Start of Excerpted records

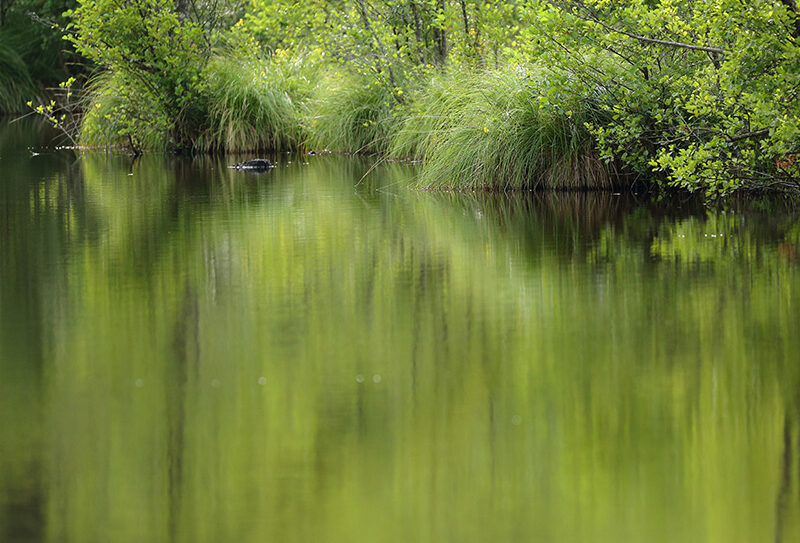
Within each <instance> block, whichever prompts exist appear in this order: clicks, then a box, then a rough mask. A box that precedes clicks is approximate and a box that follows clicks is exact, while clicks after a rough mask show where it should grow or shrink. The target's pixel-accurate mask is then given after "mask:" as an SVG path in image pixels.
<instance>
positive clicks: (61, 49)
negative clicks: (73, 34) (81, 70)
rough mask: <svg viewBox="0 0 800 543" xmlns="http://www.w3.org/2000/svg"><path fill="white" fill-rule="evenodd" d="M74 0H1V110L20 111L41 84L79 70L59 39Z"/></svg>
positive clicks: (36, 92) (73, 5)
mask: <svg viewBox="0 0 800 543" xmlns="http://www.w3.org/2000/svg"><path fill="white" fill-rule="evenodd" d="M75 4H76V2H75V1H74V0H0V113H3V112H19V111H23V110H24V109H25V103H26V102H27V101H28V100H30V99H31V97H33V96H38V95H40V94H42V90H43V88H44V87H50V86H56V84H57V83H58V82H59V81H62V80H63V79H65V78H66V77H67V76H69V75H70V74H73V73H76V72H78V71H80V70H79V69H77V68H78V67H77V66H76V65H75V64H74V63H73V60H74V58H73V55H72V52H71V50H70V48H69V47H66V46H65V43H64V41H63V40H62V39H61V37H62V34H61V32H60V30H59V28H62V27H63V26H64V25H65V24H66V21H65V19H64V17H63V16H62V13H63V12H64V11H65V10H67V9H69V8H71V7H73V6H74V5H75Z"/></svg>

End of Excerpted records
Start of Excerpted records

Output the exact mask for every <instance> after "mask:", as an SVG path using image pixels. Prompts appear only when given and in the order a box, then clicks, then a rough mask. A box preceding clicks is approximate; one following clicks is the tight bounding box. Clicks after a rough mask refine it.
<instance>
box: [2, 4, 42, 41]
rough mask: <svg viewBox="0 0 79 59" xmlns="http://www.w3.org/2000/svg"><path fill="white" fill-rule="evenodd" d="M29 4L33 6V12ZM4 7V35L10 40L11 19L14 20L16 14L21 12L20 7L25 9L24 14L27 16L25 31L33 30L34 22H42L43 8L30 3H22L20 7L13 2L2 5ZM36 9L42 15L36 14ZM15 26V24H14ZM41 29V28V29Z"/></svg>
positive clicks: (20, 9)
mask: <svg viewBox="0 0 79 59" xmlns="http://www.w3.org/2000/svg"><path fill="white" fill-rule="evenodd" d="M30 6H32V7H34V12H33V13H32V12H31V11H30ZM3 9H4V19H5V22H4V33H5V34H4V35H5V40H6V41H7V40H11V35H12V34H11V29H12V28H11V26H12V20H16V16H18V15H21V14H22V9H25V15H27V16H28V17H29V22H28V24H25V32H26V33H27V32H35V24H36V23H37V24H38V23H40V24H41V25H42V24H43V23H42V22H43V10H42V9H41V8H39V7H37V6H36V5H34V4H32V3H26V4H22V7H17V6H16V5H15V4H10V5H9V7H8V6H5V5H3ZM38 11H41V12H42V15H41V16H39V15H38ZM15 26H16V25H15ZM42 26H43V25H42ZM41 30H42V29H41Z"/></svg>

End of Excerpted records
Start of Excerpted records

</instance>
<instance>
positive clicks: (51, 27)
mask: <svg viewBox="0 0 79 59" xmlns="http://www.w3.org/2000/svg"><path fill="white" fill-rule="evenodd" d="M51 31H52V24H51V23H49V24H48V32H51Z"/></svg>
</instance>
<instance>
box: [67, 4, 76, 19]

End of Excerpted records

** Your goal **
Above are the lines; repeat exactly the ones from the line containing "Within each <instance>" down to the line containing "negative clicks: (73, 34) (81, 70)", both inclusive.

** Worked solution **
Within each <instance> block, whichever prompts exist appear in this order: clicks, then a box, then a rough mask. A box that precedes clicks is approximate and a box that follows clicks is exact, while clicks after a rough mask show where it should grow or shrink. The target's pixel-accurate mask is then given after "mask:" as an SVG path in image pixels.
<instance>
positive clicks: (61, 49)
negative clicks: (73, 34) (81, 70)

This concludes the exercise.